## Extracted data

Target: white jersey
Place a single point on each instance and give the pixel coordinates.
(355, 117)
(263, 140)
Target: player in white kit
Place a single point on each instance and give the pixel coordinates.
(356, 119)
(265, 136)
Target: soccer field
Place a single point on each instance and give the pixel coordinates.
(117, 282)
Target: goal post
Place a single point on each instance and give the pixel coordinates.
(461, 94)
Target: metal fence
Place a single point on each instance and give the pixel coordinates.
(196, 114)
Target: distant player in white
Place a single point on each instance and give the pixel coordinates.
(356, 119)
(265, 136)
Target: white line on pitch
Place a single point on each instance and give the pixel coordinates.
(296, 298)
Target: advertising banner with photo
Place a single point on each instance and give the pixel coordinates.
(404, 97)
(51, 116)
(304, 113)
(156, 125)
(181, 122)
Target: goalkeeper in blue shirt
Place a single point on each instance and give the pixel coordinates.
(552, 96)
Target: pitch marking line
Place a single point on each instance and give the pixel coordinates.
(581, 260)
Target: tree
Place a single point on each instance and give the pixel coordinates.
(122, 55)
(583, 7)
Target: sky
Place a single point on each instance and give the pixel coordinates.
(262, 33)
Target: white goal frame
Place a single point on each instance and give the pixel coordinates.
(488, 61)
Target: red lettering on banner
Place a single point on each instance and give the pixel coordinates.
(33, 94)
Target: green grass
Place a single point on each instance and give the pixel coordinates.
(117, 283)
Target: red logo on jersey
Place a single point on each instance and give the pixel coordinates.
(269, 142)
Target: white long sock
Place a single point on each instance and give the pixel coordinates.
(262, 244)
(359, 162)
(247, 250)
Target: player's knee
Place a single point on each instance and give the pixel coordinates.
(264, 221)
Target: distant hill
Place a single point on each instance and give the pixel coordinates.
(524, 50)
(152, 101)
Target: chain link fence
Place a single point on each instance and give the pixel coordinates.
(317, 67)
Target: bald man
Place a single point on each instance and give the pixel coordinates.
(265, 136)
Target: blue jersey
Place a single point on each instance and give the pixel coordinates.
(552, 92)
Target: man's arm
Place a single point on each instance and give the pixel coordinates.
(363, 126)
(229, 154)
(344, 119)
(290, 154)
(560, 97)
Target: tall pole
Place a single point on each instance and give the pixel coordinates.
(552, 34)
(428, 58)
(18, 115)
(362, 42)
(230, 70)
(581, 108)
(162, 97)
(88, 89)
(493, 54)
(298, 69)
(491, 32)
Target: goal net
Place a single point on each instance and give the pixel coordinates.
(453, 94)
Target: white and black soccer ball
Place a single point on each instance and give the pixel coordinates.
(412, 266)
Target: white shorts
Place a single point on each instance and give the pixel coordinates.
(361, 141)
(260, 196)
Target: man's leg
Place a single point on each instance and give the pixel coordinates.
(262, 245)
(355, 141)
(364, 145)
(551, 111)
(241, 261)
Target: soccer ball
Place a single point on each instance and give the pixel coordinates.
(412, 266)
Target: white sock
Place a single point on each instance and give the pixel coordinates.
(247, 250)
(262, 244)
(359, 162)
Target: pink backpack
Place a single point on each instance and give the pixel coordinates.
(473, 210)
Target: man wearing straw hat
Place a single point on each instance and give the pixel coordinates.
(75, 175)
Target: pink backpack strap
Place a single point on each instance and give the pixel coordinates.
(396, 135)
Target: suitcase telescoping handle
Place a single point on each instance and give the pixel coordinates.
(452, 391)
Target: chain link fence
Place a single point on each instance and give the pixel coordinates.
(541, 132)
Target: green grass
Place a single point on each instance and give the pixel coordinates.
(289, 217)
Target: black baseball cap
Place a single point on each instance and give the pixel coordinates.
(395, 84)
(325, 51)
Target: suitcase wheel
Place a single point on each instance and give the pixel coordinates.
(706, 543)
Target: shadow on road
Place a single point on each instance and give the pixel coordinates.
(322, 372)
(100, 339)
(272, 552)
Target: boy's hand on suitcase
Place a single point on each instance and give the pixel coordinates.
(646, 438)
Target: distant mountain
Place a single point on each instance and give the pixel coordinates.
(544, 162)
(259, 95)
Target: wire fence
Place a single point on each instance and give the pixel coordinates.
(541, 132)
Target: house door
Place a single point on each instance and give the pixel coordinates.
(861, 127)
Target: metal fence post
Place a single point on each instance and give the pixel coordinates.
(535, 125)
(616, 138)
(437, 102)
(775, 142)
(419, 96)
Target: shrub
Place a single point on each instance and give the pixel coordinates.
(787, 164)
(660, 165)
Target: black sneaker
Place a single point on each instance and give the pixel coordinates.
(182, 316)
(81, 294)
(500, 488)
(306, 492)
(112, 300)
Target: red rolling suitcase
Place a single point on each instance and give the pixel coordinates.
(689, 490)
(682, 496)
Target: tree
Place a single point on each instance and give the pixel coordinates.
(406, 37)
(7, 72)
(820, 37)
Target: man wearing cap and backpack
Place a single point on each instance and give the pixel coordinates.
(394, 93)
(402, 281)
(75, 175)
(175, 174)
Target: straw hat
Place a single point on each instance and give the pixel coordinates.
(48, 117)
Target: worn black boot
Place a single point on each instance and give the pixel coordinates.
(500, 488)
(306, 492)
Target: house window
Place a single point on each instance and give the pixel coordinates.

## Prompt
Give all the records again. Match them exactly.

## Correct output
Target: white jersey
Place a single point on each instance and give the pixel coordinates.
(355, 117)
(263, 140)
Target: player in white kit
Place a single point on each instance and give the pixel coordinates.
(356, 119)
(265, 136)
Target: soccer field
Place a single point on each instance and give the pixel coordinates.
(117, 282)
Target: goal post
Place a single point on each instance and give the pixel coordinates.
(461, 94)
Target: metal fence
Place a single point on each instance and give the pixel coordinates.
(196, 114)
Target: distant player in white
Place a single point on each instance and give the pixel coordinates.
(356, 119)
(265, 136)
Target: white line on pitch
Place a single point on each instance and give the pixel coordinates.
(296, 298)
Target: advertising banner with photo
Place a single point on each instance and give the pixel coordinates.
(404, 97)
(51, 116)
(304, 113)
(156, 125)
(181, 122)
Target: goalkeeper in blue shirt
Place a single point on each instance and give the pixel coordinates.
(552, 96)
Target: pitch marking line
Place a single point on each instance and give the pixel coordinates.
(581, 260)
Target: tree
Place a single point on each instance and give the pixel coordinates.
(122, 55)
(583, 7)
Target: sky
Place a single point on each instance and give the pixel coordinates.
(262, 33)
Target: white goal frame
Place a single point on each instance and give the pixel coordinates.
(488, 61)
Target: red lettering on banner
Place a single point on each instance and give the pixel coordinates.
(33, 94)
Target: green grass
Place a single point on each instance and give the pixel coordinates.
(117, 283)
Target: red logo on jersey
Place a single point on each instance and give the pixel coordinates.
(269, 142)
Target: white long sock
Place a single point on each instance and give the pixel coordinates.
(262, 244)
(359, 162)
(247, 250)
Target: player's knee
Place a single point on each instance and give the pixel coordinates.
(264, 221)
Target: distant hill
Place a single point on each instance and give the pixel coordinates.
(524, 50)
(152, 101)
Target: chain link fence
Place a single point on each instance and give the pixel coordinates.
(317, 67)
Target: bald man
Place a single point on each instance and give the pixel coordinates.
(265, 136)
Target: blue jersey
Place a single point on each instance and give the pixel coordinates.
(552, 92)
Target: man's arm
Place a single point on each instance and give the pixel coordinates.
(363, 126)
(229, 154)
(344, 119)
(290, 154)
(560, 97)
Target: tall pole
Place a single point on each instance and give the pixel coordinates.
(552, 34)
(428, 58)
(18, 115)
(362, 42)
(230, 70)
(581, 108)
(162, 97)
(88, 89)
(493, 54)
(298, 69)
(491, 32)
Target: goal net
Place a single point on each instance and give the pixel coordinates.
(453, 94)
Target: white and black soccer ball
Place a single point on each instance and give the pixel coordinates.
(412, 266)
Target: white shorts
Place a single point on each instance and give the pixel coordinates.
(361, 141)
(260, 196)
Target: man's leg
Place a single point on each instance and give the pixel coordinates.
(262, 245)
(355, 141)
(364, 145)
(551, 111)
(241, 261)
Target: soccer ball
Place a single point on each instance and give the pixel coordinates.
(412, 266)
Target: white sock
Place a single point on each instance and give the pixel coordinates.
(247, 250)
(262, 244)
(359, 162)
Target: pink backpack
Place a single point on each instance and give the pixel coordinates.
(473, 210)
Target: man wearing straw hat
Place a single point on each instance and give the pixel coordinates.
(75, 175)
Target: pink backpack strap
Place a single point on each instance and give the pixel coordinates.
(396, 135)
Target: suitcase telescoping handle
Place a single point on each instance and give the pixel coordinates.
(452, 391)
Target: chain link fence
Place a single point on each instance and give the pixel coordinates.
(541, 132)
Target: green grass
Place a single point on each instance and give the pixel coordinates.
(289, 217)
Target: black baseball cap
Place a single point on each instance and give the pixel coordinates.
(395, 84)
(325, 51)
Target: suitcase wheel
Place a single point on each instance and give the pixel coordinates.
(706, 543)
Target: shadow on road
Place a single point on each instance and give the pixel coordinates.
(322, 372)
(100, 339)
(272, 552)
Target: boy's hand on suitcase
Place a single point on each instance and give the pixel coordinates.
(646, 438)
Target: distant mountain
Place a single point on each instance and give the pixel coordinates.
(544, 162)
(259, 95)
Target: wire fence
Place a single point on each instance and give the pixel coordinates.
(541, 132)
Target: house door
Place a single point on each instance and give the pixel coordinates.
(861, 127)
Target: metal fence post
Place a single point on each instance and give the pixel coordinates.
(535, 125)
(616, 138)
(437, 102)
(775, 142)
(419, 96)
Target: shrub
Place a single point on each instance and give the pixel coordinates.
(787, 164)
(660, 165)
Target: black sneaker
Place a single point on each instance and give the pixel coordinates.
(182, 316)
(81, 294)
(500, 488)
(306, 492)
(112, 300)
Target: red rolling suitcase
Place a single point on each instance and give the pixel coordinates.
(689, 490)
(682, 496)
Target: tree
Place a single point on each instance and give the pixel coordinates.
(406, 37)
(7, 72)
(820, 37)
Target: man wearing cap and backpack
Place a single point on each instance and give the pixel coordinates.
(394, 93)
(402, 281)
(75, 175)
(175, 174)
Target: straw hat
Place a single point on each instance and give the pixel coordinates.
(48, 117)
Target: worn black boot
Place a single point on each instance and give the pixel coordinates.
(500, 488)
(306, 492)
Target: house window
Place a single point on each instance and give the pixel coordinates.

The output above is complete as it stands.